## [Exercise objective]
Go through the listing below and show each line that has the word "structure".

## [Records shown]
------

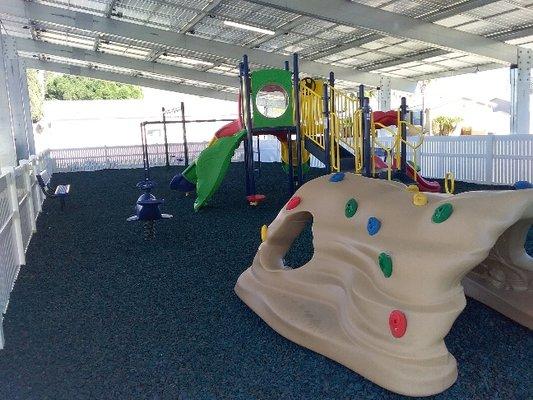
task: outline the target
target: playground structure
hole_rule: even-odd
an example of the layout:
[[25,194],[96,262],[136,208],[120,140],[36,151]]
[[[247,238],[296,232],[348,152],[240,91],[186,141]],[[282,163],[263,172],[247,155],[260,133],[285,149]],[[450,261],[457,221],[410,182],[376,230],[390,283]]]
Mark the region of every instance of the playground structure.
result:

------

## [Exercise result]
target: playground structure
Mark the region of every instance of the playground structure.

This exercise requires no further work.